§ **DATA ROWS**:
══════════════════════════════
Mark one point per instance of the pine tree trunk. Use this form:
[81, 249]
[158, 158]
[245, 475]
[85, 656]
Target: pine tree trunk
══════════════════════════════
§ **JOB**: Lay out the data above as a Markdown table with two columns, Row and Data line. Give each nonblank line its own numbered row.

§ **EXERCISE SOLUTION**:
| Row | Data line |
|---|---|
| 1 | Mark one point per instance of the pine tree trunk. Use this form: |
| 2 | [81, 249] |
| 3 | [158, 158] |
| 4 | [245, 475] |
| 5 | [85, 656] |
| 6 | Target: pine tree trunk |